** START OF DATA FOR PROCESSING **
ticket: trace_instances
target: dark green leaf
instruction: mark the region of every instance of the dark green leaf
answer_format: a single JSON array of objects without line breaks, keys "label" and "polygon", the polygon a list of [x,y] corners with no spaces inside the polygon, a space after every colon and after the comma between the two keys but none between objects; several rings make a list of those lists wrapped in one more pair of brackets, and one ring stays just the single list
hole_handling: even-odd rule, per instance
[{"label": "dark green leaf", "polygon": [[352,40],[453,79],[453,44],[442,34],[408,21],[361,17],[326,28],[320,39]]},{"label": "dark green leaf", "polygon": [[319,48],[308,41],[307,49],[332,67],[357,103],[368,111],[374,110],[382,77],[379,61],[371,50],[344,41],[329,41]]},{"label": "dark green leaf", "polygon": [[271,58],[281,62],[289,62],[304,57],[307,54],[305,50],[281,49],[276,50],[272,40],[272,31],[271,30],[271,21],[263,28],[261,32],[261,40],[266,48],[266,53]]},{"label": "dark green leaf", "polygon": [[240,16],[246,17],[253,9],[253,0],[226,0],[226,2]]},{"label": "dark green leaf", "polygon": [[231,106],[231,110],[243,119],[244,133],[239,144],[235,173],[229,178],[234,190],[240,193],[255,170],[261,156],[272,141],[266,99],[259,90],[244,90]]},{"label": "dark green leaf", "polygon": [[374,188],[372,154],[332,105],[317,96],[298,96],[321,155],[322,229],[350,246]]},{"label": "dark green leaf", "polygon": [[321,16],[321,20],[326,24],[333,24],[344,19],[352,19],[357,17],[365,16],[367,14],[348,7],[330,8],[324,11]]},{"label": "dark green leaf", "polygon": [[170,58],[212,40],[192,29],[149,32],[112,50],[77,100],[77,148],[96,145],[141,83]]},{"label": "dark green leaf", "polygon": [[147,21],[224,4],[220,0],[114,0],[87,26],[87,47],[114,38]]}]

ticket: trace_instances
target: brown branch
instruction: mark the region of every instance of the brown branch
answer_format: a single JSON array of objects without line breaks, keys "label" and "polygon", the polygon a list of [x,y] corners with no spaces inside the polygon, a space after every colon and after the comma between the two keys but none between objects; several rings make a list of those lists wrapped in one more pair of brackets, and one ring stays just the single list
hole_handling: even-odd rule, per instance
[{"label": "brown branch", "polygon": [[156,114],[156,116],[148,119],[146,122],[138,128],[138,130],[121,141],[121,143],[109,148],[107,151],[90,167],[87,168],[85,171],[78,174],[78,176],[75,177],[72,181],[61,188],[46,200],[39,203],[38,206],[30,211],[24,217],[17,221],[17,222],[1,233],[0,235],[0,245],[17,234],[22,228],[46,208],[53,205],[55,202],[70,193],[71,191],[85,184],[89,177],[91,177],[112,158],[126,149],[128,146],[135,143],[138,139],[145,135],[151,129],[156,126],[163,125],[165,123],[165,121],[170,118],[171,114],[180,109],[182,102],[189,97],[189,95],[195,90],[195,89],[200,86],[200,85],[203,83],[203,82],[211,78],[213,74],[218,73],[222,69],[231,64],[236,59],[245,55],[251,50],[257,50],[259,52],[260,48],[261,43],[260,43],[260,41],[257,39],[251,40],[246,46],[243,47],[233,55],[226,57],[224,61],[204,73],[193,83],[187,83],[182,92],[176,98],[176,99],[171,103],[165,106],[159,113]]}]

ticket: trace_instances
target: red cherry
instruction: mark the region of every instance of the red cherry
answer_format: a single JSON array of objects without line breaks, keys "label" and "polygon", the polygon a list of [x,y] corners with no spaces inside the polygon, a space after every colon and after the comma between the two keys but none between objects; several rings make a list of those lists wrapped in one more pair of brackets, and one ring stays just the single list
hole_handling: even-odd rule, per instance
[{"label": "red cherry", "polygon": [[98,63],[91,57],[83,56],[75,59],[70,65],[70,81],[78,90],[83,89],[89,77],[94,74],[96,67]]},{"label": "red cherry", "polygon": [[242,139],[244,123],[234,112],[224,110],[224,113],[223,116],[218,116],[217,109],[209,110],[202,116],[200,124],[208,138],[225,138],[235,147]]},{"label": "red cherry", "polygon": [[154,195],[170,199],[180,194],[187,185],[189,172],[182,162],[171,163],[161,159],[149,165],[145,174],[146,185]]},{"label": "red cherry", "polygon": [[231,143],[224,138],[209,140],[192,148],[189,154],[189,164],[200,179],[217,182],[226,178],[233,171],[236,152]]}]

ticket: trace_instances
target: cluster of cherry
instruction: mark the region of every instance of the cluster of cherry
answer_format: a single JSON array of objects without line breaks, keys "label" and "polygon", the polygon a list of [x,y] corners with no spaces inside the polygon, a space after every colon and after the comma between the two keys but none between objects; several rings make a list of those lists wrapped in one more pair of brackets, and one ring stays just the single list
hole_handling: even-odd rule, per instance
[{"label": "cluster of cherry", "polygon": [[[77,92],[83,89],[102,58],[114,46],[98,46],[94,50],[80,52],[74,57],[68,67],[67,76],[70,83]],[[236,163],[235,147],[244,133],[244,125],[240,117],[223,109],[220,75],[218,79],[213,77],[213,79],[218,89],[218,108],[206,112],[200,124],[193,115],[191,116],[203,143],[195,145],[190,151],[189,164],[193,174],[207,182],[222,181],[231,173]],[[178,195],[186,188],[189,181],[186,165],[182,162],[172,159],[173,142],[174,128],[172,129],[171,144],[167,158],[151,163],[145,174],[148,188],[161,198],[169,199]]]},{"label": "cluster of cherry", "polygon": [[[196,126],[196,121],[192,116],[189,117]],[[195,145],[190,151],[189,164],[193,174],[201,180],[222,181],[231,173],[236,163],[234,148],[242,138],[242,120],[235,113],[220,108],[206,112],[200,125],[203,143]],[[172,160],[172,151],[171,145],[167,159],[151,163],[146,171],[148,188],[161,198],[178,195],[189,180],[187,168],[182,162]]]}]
** END OF DATA FOR PROCESSING **
#### [REQUIREMENT]
Format every line of the records above as one numbered list, and leave out the blank lines.

#### [EXERCISE RESPONSE]
1. ticket: trace_instances
2. target: dark green leaf
3. instruction: mark the region of every instance of the dark green leaf
4. answer_format: a single JSON array of objects without line breaks, keys "label" and "polygon", the polygon a list of [x,y] corners with no spaces inside the polygon, a space after every colon and after the comma between the two keys but none between objects; several rings make a list of those lists wrapped in one more pair of brackets, and one ring stays just the single list
5. hole_handling: even-odd rule, per instance
6. [{"label": "dark green leaf", "polygon": [[352,40],[453,79],[453,44],[442,34],[408,21],[361,17],[326,28],[320,39]]},{"label": "dark green leaf", "polygon": [[319,48],[308,41],[307,49],[332,67],[357,103],[368,111],[374,110],[382,77],[379,61],[371,50],[344,41],[329,41]]},{"label": "dark green leaf", "polygon": [[271,58],[281,62],[289,62],[304,57],[307,54],[305,50],[281,49],[276,50],[272,40],[272,31],[271,30],[271,21],[263,28],[261,32],[261,40],[266,48],[266,53]]},{"label": "dark green leaf", "polygon": [[240,16],[246,17],[253,9],[253,0],[226,0],[226,2]]},{"label": "dark green leaf", "polygon": [[231,106],[231,110],[243,119],[244,133],[239,144],[235,173],[229,178],[234,190],[240,193],[255,170],[261,156],[272,141],[266,99],[259,90],[244,90]]},{"label": "dark green leaf", "polygon": [[374,188],[372,154],[332,105],[317,96],[298,96],[321,155],[322,229],[350,246]]},{"label": "dark green leaf", "polygon": [[321,16],[321,20],[326,24],[333,24],[344,19],[352,19],[357,17],[365,16],[367,14],[348,7],[330,8],[324,11]]},{"label": "dark green leaf", "polygon": [[170,58],[212,40],[192,29],[149,32],[112,50],[77,100],[77,148],[96,145],[141,83]]},{"label": "dark green leaf", "polygon": [[147,21],[224,4],[220,0],[114,0],[87,26],[87,47],[114,38]]}]
7. ticket: trace_instances
8. target: brown branch
9. instruction: mark the region of every instance of the brown branch
10. answer_format: a single JSON array of objects without line breaks, keys "label" and "polygon", the polygon a list of [x,y] corners with no spaces inside the polygon, a space after every colon and after the comma between the two keys but none between objects; several rings make a list of those lists wrapped in one more pair of brackets, and one ring stays just the single list
11. hole_handling: even-odd rule, per instance
12. [{"label": "brown branch", "polygon": [[156,114],[156,116],[148,119],[146,122],[138,128],[138,130],[121,141],[121,143],[109,148],[107,151],[90,167],[87,168],[85,171],[78,174],[78,176],[75,177],[72,181],[61,188],[46,200],[39,203],[38,206],[30,211],[24,217],[17,221],[17,222],[1,233],[0,235],[0,245],[17,234],[22,228],[46,208],[53,205],[55,202],[70,193],[71,191],[85,184],[89,177],[91,177],[112,158],[126,149],[128,146],[135,143],[138,139],[145,135],[151,129],[156,126],[163,125],[165,123],[165,121],[170,118],[171,114],[180,109],[182,102],[189,97],[189,95],[195,90],[195,89],[200,86],[200,85],[203,83],[203,82],[211,78],[213,74],[218,73],[222,69],[231,64],[236,59],[245,55],[251,50],[257,50],[259,52],[260,48],[261,43],[260,43],[260,41],[257,39],[251,40],[246,46],[243,47],[233,55],[226,57],[224,61],[204,73],[193,83],[187,83],[182,92],[176,98],[176,99],[171,103],[165,106],[159,113]]}]
13. ticket: trace_instances
14. target: red cherry
15. instruction: mark the region of every instance of the red cherry
16. answer_format: a single JSON array of objects without line breaks, keys "label" and "polygon", the polygon a list of [x,y] corners with no spaces inside the polygon, a space after every colon and after the comma between the two keys but none between objects; several rings make a list of those lists wrapped in one more pair of brackets, and one ring stays just the single list
17. hole_handling: even-odd rule, per instance
18. [{"label": "red cherry", "polygon": [[98,63],[91,57],[83,56],[75,59],[70,65],[70,81],[78,90],[83,89],[89,77],[94,74],[96,67]]},{"label": "red cherry", "polygon": [[242,139],[244,123],[234,112],[224,110],[224,113],[223,116],[218,116],[217,109],[209,110],[202,116],[200,124],[208,138],[225,138],[235,147]]},{"label": "red cherry", "polygon": [[154,195],[170,199],[180,194],[187,185],[189,172],[182,162],[171,163],[161,159],[149,165],[145,174],[146,185]]},{"label": "red cherry", "polygon": [[231,143],[224,138],[209,140],[192,148],[189,154],[189,164],[200,179],[217,182],[226,178],[233,171],[236,152]]}]
19. ticket: trace_instances
20. target: cluster of cherry
21. instruction: mark the region of every instance of the cluster of cherry
22. answer_format: a single JSON array of objects without line breaks, keys "label" and "polygon", the polygon a list of [x,y] corners with no spaces inside the polygon, a space after every colon and after the comma between the two keys but none between objects; several rings make a list of those lists wrapped in one more pair of brackets, and one ring stays just the single list
23. hole_handling: even-odd rule, per instance
24. [{"label": "cluster of cherry", "polygon": [[[77,92],[83,89],[102,58],[114,46],[98,46],[94,50],[80,52],[74,57],[68,67],[67,76],[70,83]],[[236,163],[235,147],[244,133],[244,125],[240,117],[223,109],[220,75],[218,79],[213,77],[213,79],[218,89],[218,108],[206,112],[200,124],[193,115],[191,116],[203,143],[195,145],[190,151],[189,164],[193,174],[207,182],[222,181],[231,173]],[[178,195],[186,188],[189,181],[186,165],[182,162],[172,159],[173,142],[174,128],[172,129],[171,144],[167,158],[151,163],[145,174],[148,188],[161,198],[169,199]]]},{"label": "cluster of cherry", "polygon": [[[196,126],[196,121],[192,116],[189,117]],[[195,145],[190,151],[189,164],[193,174],[201,180],[222,181],[231,173],[236,163],[234,148],[242,138],[242,120],[235,113],[220,108],[206,112],[200,125],[203,143]],[[172,160],[172,151],[171,145],[167,159],[151,163],[146,171],[148,188],[161,198],[178,195],[189,180],[187,168],[182,162]]]}]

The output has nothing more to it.